● **Required action**
Transcribe all of the data verbatim, please, and leave out its pictures.

Referring expression data

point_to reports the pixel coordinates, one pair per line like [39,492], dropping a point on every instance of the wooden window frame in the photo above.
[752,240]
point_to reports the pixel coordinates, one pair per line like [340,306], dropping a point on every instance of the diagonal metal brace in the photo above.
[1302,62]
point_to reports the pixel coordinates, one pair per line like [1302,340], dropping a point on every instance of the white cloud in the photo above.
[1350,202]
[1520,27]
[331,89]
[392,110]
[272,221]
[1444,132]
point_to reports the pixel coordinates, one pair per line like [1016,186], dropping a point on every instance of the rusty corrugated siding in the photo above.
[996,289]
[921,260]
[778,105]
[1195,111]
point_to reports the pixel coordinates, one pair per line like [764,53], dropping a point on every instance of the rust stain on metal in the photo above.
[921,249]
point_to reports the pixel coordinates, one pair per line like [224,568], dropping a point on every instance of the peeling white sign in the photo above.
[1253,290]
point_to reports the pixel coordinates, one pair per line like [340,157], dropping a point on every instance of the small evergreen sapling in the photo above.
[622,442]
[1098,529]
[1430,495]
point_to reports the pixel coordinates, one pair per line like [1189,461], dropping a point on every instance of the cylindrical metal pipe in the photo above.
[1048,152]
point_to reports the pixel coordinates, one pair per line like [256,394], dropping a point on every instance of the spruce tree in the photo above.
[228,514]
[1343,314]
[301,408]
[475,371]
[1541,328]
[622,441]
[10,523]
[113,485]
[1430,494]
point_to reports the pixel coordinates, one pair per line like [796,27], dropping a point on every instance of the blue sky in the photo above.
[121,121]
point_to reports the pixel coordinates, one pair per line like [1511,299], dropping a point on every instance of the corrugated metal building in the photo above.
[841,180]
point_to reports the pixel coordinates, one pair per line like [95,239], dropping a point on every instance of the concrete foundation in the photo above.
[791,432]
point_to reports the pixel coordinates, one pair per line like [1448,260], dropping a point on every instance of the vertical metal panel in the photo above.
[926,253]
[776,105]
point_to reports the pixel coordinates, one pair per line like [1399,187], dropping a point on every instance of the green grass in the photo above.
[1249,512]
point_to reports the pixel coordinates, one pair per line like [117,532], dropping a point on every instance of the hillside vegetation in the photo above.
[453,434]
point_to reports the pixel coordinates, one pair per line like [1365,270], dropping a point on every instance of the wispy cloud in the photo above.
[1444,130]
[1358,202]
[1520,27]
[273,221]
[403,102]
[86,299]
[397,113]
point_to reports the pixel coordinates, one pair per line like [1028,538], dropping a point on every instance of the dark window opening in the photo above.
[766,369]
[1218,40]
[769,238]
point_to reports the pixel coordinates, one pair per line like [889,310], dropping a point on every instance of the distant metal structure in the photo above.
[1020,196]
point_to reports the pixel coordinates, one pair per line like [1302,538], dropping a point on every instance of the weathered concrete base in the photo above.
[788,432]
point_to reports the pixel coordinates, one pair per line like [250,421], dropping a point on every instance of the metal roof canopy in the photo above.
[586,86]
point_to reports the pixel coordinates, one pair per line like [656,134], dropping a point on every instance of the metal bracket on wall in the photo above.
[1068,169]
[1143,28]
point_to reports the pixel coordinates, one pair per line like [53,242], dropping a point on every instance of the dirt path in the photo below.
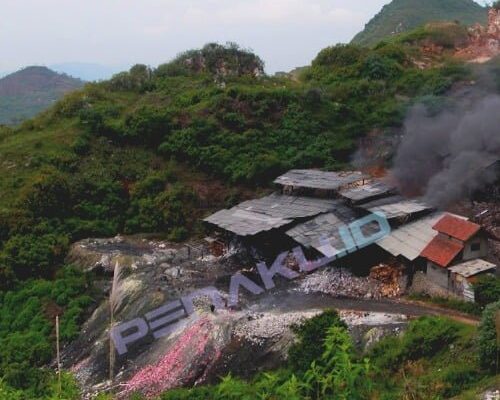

● **Written answer**
point_to reports the pixel coordinates, one pair per line like [39,492], dropping a point on every instance of the wooden window frame in the photo above.
[752,240]
point_to reports the pixel coordinates, one pair per line like [340,306], dropping a point on every instance of the diagonal metal brace in the photo above.
[1302,62]
point_to reports the pixel coordinates, one pair per line like [1302,340], dropping a point on every instance of the white cloud in the photo above.
[1350,202]
[1520,27]
[331,89]
[392,110]
[272,221]
[1444,132]
point_to reports the pixel coordinates, one pair per line like [1016,186], dropping a point on every instance of the rusty corrugated siding in the photo above.
[996,289]
[921,260]
[778,105]
[1195,111]
point_to reports the pixel coordinates, one pair per line like [764,53], dropping a point on every instance of the rust stain on metal in the photo above.
[921,249]
point_to reports the pixel coordinates, one pair per line like [224,568], dropping a point on every instance of the peeling white sign in the photo above.
[1253,290]
point_to reports the pixel coordinates, one pair per line like [340,157], dropping a point on every instance of the small evergreen sapling in the photo above.
[622,442]
[1098,529]
[1430,495]
point_to reports the pixel coordinates, one pair per line like [1189,461], dropping a point on every instance of the cylindrical metal pipe in the photo above.
[1048,152]
point_to reports the pixel coordinates, one pair per line like [256,394], dropping a point on every instance of the spruce tree in the photo above.
[228,514]
[1343,314]
[301,408]
[475,371]
[1541,328]
[622,441]
[10,523]
[113,485]
[1430,494]
point_to reports the pixel coordinates, one pair per line like [796,27], dropping a point on every instance of the blue sky in the photo above.
[121,121]
point_to reports the pixel coordinates, one pair per line like [1511,299], dropping a point on every instance of the corrugated metal building in the photo above.
[841,180]
point_to reports the pixel coordinates, one pair per line like [95,239], dropping a point on every instance of the concrete foundation in the photo above.
[791,432]
point_to reports the pixel coordinates, one pair per line like [1448,260], dropping a point on every instance of the vertical metal panel in the photo above.
[926,253]
[776,105]
point_to reports the pixel coordinates, one pair per line like [1399,187], dropping a point on every instance of the green grass in the photo above.
[1249,512]
point_to reports the pixel coordinates, one pair per line like [117,532], dropping a point on every instance of the hillside vegetation in the photo above.
[453,434]
point_to reports the pixel coordinates, one pair per line like [1365,270], dropping a point on every instance of the wispy cloud in the photo above.
[1444,130]
[1358,202]
[1520,27]
[273,221]
[403,102]
[86,299]
[397,113]
point_to reports the pixel coordinates, one pair per line like [1028,538], dropping a point on every instance of the dark window opening in the photo above.
[766,369]
[1218,40]
[769,238]
point_to reports the pixel coordinates, one pair per line like [889,310], dropping a point on every instance of the distant metal structure in the photo above.
[1020,196]
point_to reports the pixel coordinates, one pair per line like [1302,538], dropping a point on every instance of the weathered concrete base in the photo above.
[788,432]
point_to reports the pixel coordinates, one pair per line like [250,421], dropping a point on every instance of the metal roof canopy in the photo above.
[586,86]
point_to reports the pixel coordinates, one pair per line like [656,134], dropping a point on every instance of the metal bracket on wall in the photo above.
[1068,169]
[1143,28]
point_to reports the pixel coordinates, one pair per line like [53,242], dropping a point on every instance of the dirt path in the photo below.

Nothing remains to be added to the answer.